▸ WRITTEN EXERCISE A: Find every line in the entries below that contains the word "shirt", and copy each of those lines in full.
>> Start TEXT SHOWN
Top 25 Container Liner Operators (2013/2014 edition)

 

Publication headlines: 
- Dynamar’s proprietary Car/Cap Ratio shows that since 2005 (=100), carryings have, on average, fallen short by 35% compared to the increase of capacity, in other words:
- Since 2005, capacity of the Top 25 Operators has grown 35% faster than their carryings
- Over the five-year period 2009/2013, carriers consistently forming part of the 20 largest operators:
o carried 538 million TEU
o realised a revenue of USD 748 billon
o sustained net losses totalling USD 12.5 billion
- Eighteen of the Top 25 carriers control 100% of all ULCS capacity operating and 97% of the ULCS orderbook
- Five European carriers control 50% of the Top 25 container shipping capacity with 44% by shipping companies from the Far East

 

World’s largest carriers
Dynamar has issued the 12th edition of its annual Top 25 Container Liner Operators publication. It offers an exclusive insight into world’s largest container shipping companies, their histories, natures, characteristics, developments, strategies, relationships and performances.

 

The publication’s introduction is already highly interesting. It opens with a summary of the Top 25 carriers looking at their operated vessel fleet, capacity, carryings, container box fleets, ULCS details, alliances, subsidiaries and trade lane coverage, amongst others. Furthermore, it includes financial results for the full year 2013 and for the first 9 months of 2014. For the five-year period 2009/2013, a summary of main performance and financial parameters is provided for those operators consistently forming the Top 20. It concludes with the shares of operated vessel capacity by region of control and by company type.

 

O come, all ye faithful
Cost reduction, in the form of ever-larger less fuel consuming and more efficient ships has been the answer of many of the Top 25 container liner operators to their constantly declining revenues. Under the stagnating markets, as it has been the case for a number of years now, the paradox is that this growing fleet of increasingly bigger leviathans exacerbates over-capacity.

 

Over-capacity has a detrimental effect on rate levels, inducing a further need for cost reduction … and there we go again! The present largest operating ULCS (Ultra Large Ships of over 10,000 TEU) is one of nearly 19,000 TEU just commissioned by China Shipping. MOL and OOCL are said to be negotiating 20,000 TEU monsters, while 22,500 TEU up to even 24,000 TEU goliaths are on the drawing boards of some classification societies.

 

All sixteen of the Top 25 carriers nowadays operating on the Europe-Far East run (ZIM has pulled out), world’s largest deepsea trade, have acknowledged the need of coming together to fill the 250 ULCS they were deploying by early December. The names of the four groupings have quickly become familiar to everybody involved in the movement of goods by sea between the Far East and Europe and on the Transpacific and Transatlantic routes.
>> End TEXT SHOWN
>> Start MATERIAL FOR THIS EXERCISE
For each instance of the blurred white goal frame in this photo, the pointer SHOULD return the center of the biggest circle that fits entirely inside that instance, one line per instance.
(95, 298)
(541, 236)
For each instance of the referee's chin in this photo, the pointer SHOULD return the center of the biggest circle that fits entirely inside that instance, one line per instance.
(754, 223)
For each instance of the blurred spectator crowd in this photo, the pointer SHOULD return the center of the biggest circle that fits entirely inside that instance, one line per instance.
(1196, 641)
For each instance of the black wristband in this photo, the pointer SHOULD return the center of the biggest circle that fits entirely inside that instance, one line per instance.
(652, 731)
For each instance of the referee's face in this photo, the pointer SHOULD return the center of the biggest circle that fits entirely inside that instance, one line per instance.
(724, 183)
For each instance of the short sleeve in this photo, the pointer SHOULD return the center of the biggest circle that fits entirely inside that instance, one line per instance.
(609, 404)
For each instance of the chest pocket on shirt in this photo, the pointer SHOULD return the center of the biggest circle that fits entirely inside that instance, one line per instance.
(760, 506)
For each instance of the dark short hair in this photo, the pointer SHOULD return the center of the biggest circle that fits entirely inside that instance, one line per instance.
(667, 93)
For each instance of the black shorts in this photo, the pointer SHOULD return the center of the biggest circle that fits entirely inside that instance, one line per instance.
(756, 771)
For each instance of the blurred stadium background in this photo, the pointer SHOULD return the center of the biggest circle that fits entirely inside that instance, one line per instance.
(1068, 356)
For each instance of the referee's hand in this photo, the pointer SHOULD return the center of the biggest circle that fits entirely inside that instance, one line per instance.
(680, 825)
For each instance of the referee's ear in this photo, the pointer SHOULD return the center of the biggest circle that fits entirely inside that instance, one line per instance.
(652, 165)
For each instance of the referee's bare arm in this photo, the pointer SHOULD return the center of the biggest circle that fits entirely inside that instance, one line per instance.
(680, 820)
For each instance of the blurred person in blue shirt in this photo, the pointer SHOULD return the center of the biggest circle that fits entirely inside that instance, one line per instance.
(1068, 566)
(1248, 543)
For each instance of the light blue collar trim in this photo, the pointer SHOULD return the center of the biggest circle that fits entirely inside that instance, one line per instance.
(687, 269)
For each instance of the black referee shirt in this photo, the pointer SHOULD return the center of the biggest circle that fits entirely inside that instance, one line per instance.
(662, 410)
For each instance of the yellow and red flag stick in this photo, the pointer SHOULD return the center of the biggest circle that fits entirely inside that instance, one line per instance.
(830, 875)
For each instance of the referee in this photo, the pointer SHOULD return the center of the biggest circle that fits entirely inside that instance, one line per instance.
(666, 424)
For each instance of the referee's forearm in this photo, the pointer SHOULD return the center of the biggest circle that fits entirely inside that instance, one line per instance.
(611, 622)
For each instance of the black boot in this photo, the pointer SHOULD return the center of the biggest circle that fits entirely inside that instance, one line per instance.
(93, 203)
>> End MATERIAL FOR THIS EXERCISE
▸ WRITTEN EXERCISE B: Continue the text above about the largest container liner operators, starting right after its last sentence.

▸ WRITTEN RESPONSE A:
For each instance of the chest pocket on shirt in this photo, the pointer SHOULD return the center of the biggest circle that fits entirely inside that instance, one line per instance.
For each instance of the blurred person in blue shirt in this photo, the pointer SHOULD return the center of the biggest circle that fits entirely inside that instance, one line per instance.
For each instance of the black referee shirt in this photo, the pointer SHOULD return the center of the biggest circle that fits entirely inside that instance, one line per instance.

▸ WRITTEN RESPONSE B:
They generally have rather prosaic names from which the number of participating shipping companies can be derived easily: 2M, CKYHE Alliance, G6 Alliance and Ocean Three. All have obtained the US Federal Maritime Commission’s blessing and will be tolerated by China and the European Commission as long as they go by the competition rules. January 2015 is the month that all consortia will be operational in full. Coinciding with this, in January Dynamar will publish its special report “East-West Container Trades, the Alliances routes”.

 

Changes will be most radical for the 2M (Maersk Line and MSC) and Ocean Three (China Shipping, CMA CGM and UASC) carriers. For them, in many cases there will be a goodbye to lines with whom they may have been co-operating during many years and which could now become their severest competitors.

 

Together with background information on the emergence and history of the alliances phenomenon, the Top 25 Container Liner Operators report contains an extensive chapter on each of the East-West Alliances and their partners.

 

Big ship shivers
Back to the ULCS: effective 1 December, 261 (to be precise) ships larger than 10,000 TEU were operated by sixteen of the Top 25 carriers, while another 143 units were on order. Their capacities range between 10,000 TEU and around 19,000 TEU. The average nominal capacity of all existing and coming ULCS is 13,500 TEU.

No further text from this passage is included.